◆ **Do this**
Collect each line of the listing below that contains the word "hand", and copy those lines in full.
▬▬▬▬▬▬▬▬▬▬
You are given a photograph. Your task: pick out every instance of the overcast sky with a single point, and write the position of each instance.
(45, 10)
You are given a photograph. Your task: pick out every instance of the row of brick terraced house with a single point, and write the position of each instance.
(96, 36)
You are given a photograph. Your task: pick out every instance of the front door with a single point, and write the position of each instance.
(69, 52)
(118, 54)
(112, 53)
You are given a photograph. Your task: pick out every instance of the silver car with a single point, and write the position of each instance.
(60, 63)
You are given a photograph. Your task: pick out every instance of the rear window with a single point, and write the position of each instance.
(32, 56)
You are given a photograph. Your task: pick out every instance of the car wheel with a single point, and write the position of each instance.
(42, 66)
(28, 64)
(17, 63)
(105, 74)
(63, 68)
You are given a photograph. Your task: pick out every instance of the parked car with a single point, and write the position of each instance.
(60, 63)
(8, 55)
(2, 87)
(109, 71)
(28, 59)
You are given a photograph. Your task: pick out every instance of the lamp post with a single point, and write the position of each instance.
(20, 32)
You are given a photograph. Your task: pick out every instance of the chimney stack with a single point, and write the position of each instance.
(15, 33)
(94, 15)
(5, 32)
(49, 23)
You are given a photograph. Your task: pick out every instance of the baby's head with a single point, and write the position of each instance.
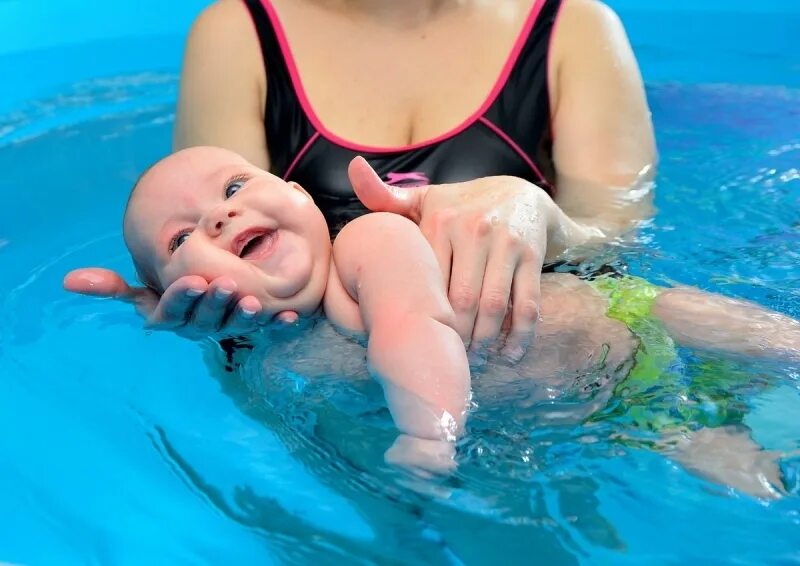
(206, 211)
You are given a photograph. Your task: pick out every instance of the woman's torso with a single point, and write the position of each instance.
(458, 95)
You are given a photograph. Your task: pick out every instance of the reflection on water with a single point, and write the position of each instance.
(126, 445)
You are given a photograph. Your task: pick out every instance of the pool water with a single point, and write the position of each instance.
(122, 446)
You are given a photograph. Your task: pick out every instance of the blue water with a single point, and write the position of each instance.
(120, 446)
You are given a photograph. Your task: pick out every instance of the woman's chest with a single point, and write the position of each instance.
(389, 81)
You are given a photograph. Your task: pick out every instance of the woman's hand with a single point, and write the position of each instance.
(191, 307)
(491, 237)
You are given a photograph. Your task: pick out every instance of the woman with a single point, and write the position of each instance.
(522, 125)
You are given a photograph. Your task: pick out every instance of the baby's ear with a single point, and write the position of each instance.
(301, 189)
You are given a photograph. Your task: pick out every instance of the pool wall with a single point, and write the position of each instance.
(728, 41)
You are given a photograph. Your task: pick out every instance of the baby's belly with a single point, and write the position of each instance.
(577, 349)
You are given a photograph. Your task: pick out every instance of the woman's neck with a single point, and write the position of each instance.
(406, 13)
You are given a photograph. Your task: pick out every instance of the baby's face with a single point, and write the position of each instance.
(207, 211)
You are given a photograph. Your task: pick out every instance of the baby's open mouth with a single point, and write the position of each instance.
(255, 244)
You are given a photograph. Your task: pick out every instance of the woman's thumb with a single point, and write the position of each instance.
(380, 197)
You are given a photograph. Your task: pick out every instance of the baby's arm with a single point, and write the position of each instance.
(713, 322)
(386, 266)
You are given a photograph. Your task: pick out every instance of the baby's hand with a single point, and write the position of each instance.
(421, 454)
(190, 307)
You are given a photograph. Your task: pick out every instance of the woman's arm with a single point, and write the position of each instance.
(223, 85)
(604, 149)
(492, 235)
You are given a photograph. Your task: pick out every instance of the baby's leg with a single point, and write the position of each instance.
(729, 456)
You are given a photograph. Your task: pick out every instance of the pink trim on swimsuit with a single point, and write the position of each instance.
(513, 145)
(536, 8)
(547, 63)
(300, 155)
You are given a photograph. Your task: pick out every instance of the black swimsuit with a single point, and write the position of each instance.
(509, 134)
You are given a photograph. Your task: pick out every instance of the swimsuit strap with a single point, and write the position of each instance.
(284, 116)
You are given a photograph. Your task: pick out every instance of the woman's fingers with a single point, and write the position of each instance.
(98, 282)
(245, 318)
(495, 294)
(214, 307)
(526, 300)
(175, 307)
(470, 251)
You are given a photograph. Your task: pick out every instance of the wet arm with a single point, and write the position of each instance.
(604, 148)
(388, 267)
(713, 322)
(223, 85)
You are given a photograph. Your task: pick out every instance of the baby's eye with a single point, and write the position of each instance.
(233, 186)
(178, 240)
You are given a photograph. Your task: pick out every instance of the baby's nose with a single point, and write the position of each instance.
(218, 219)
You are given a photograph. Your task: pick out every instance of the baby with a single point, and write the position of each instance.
(206, 211)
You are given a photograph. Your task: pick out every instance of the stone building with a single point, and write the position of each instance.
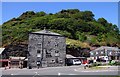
▬▬▬▬▬▬▬▬▬▬
◆ **Solution**
You are given a photograph. Your task: pick out every instance of the woman's hand with a single point, and write the position of each instance.
You are given a photograph. Your task: pick out every instance of the baby's hand with a single point, and write the position of each instance.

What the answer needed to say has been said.